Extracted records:
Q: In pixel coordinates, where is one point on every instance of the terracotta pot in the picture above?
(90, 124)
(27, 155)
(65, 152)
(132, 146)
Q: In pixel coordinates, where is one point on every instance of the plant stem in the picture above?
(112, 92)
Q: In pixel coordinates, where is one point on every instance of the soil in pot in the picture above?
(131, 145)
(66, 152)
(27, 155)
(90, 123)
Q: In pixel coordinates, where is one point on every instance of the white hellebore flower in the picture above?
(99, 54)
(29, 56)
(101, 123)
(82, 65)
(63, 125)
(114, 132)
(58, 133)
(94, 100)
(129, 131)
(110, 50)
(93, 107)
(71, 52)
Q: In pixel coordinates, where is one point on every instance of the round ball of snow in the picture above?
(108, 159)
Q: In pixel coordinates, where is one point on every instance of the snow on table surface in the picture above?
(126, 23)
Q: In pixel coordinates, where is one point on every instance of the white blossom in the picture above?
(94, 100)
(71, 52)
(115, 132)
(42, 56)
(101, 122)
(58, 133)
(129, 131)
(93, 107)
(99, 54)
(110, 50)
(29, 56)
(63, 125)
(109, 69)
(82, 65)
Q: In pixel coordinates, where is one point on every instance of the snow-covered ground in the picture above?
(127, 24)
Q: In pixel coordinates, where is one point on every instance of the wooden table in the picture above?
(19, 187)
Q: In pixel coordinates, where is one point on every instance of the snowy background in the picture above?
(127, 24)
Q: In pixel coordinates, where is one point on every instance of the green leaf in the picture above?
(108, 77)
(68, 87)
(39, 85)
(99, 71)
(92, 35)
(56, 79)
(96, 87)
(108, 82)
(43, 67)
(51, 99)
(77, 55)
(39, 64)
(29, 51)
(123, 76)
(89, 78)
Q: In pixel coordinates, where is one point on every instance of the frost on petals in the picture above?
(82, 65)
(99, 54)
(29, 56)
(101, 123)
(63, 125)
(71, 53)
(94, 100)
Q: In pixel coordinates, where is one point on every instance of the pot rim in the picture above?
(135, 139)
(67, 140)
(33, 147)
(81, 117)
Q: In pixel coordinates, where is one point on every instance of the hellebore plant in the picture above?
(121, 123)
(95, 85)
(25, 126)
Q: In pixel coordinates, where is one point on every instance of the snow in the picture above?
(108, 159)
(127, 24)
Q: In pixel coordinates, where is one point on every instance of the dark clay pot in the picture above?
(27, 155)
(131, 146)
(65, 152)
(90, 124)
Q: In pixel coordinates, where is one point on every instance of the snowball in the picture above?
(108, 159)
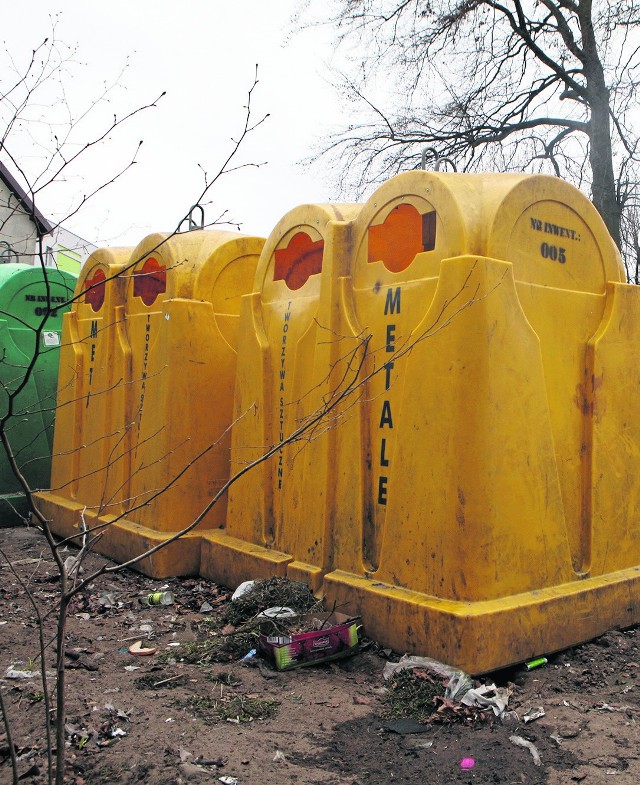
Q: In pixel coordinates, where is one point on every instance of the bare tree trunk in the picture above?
(604, 192)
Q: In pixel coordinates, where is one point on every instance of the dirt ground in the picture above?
(148, 719)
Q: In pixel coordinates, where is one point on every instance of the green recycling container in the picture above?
(24, 303)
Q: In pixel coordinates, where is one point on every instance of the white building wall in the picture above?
(16, 229)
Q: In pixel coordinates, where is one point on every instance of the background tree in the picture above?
(46, 141)
(535, 85)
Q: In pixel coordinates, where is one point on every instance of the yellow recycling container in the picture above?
(179, 332)
(90, 462)
(279, 516)
(472, 510)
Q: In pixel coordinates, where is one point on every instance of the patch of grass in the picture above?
(221, 677)
(413, 694)
(268, 594)
(221, 648)
(236, 708)
(157, 681)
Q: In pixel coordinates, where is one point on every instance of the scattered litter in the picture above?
(278, 612)
(243, 589)
(533, 714)
(329, 638)
(488, 696)
(405, 726)
(160, 598)
(139, 650)
(11, 673)
(108, 600)
(520, 742)
(602, 706)
(459, 682)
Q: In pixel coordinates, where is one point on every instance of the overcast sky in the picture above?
(203, 53)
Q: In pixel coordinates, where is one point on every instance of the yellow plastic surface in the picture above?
(286, 345)
(469, 491)
(453, 365)
(90, 466)
(176, 338)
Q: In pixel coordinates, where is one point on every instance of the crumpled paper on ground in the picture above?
(460, 685)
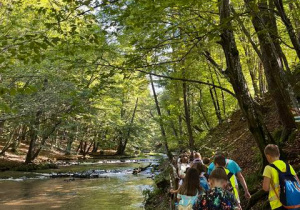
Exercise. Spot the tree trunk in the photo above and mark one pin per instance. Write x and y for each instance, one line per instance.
(202, 111)
(287, 22)
(163, 132)
(33, 137)
(277, 83)
(237, 79)
(295, 18)
(69, 146)
(187, 117)
(122, 145)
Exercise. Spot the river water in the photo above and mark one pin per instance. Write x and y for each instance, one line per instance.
(118, 189)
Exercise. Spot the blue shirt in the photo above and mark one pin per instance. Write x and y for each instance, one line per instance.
(204, 183)
(232, 166)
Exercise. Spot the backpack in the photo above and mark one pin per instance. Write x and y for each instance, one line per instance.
(229, 186)
(289, 189)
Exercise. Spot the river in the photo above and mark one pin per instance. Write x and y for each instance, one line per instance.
(117, 189)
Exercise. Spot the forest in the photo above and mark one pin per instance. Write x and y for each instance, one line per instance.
(90, 77)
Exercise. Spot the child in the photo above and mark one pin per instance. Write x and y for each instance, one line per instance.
(189, 190)
(220, 161)
(271, 178)
(202, 171)
(217, 198)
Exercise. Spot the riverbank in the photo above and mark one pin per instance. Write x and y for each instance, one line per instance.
(117, 188)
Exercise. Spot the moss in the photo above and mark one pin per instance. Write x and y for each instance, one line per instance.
(34, 167)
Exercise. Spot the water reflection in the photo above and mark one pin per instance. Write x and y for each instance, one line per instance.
(119, 191)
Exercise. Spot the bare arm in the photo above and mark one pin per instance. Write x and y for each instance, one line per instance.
(266, 184)
(244, 185)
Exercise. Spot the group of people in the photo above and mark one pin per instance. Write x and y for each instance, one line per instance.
(213, 185)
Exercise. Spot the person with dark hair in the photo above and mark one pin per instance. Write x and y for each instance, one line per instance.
(197, 158)
(232, 186)
(217, 198)
(273, 180)
(234, 168)
(206, 161)
(202, 171)
(189, 190)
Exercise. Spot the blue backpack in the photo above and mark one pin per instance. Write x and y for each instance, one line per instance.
(289, 189)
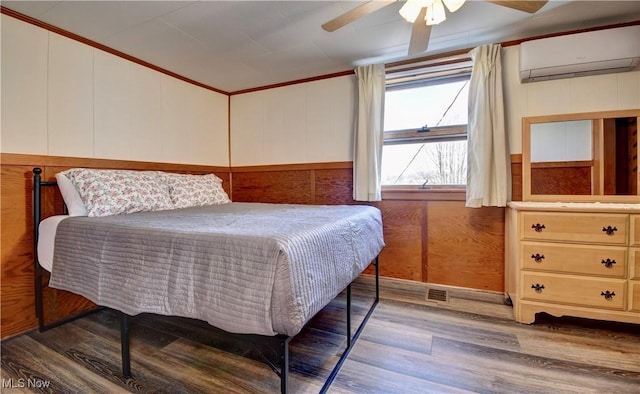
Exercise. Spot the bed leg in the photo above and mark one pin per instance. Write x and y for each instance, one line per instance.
(349, 316)
(377, 264)
(124, 344)
(284, 367)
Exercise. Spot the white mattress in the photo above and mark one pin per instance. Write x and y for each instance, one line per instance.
(46, 240)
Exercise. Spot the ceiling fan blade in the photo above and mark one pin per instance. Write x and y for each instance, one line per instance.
(526, 6)
(358, 12)
(420, 34)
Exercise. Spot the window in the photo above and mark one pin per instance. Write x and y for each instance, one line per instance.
(425, 126)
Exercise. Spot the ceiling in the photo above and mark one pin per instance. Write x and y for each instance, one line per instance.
(236, 45)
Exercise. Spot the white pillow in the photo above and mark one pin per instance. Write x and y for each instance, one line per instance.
(114, 192)
(70, 195)
(195, 190)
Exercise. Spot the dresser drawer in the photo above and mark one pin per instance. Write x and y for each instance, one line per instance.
(578, 259)
(634, 263)
(574, 290)
(635, 230)
(601, 228)
(634, 295)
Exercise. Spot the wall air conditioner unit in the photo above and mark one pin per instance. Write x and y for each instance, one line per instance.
(589, 53)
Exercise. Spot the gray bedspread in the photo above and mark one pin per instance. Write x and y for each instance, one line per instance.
(243, 267)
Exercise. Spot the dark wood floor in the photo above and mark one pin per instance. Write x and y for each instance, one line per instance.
(469, 343)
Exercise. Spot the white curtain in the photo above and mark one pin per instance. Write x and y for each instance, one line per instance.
(487, 170)
(369, 133)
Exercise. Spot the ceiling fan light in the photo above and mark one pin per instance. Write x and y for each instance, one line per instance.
(435, 13)
(453, 5)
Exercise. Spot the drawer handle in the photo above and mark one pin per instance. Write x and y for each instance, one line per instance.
(608, 295)
(539, 257)
(537, 287)
(608, 263)
(538, 227)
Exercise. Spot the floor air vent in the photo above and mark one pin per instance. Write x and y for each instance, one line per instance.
(437, 295)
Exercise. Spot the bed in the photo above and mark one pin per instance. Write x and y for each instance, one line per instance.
(252, 270)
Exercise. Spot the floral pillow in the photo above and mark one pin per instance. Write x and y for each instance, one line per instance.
(114, 192)
(196, 190)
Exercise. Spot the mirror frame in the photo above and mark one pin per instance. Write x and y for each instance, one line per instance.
(597, 180)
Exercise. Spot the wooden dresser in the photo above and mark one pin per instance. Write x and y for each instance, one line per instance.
(573, 259)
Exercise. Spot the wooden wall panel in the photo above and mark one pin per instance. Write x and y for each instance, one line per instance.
(334, 186)
(465, 246)
(402, 256)
(16, 257)
(16, 235)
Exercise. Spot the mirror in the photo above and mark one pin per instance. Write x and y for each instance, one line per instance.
(581, 157)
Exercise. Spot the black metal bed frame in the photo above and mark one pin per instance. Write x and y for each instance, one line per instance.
(278, 345)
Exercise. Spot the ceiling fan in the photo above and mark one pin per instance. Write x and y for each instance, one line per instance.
(423, 14)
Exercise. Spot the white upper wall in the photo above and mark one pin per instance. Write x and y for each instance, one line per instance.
(605, 92)
(64, 98)
(303, 123)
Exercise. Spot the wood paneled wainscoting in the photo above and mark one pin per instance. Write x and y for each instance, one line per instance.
(17, 266)
(430, 236)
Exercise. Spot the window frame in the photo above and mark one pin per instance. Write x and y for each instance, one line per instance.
(413, 75)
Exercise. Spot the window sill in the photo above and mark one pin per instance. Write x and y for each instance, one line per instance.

:: Problem to work on ::
The lines to return run from the one containing "Exercise. Spot the wood paneled" through the last line of the records above. Give them exactly and include nothing more.

:: Task answer ::
Exercise. Spot the wood paneled wainscoting in the photo above and mark one pin per instance. Write x and y for each instance, one line per instance.
(17, 266)
(430, 236)
Exercise. Spot the window frame in the photo above and mark one pin per instance. Write x and y for each instance, one line per instance.
(413, 75)
Exercise. Spot the window sill in the photo above and mark one pin per instance. Write x and y for each instance, one line per instance.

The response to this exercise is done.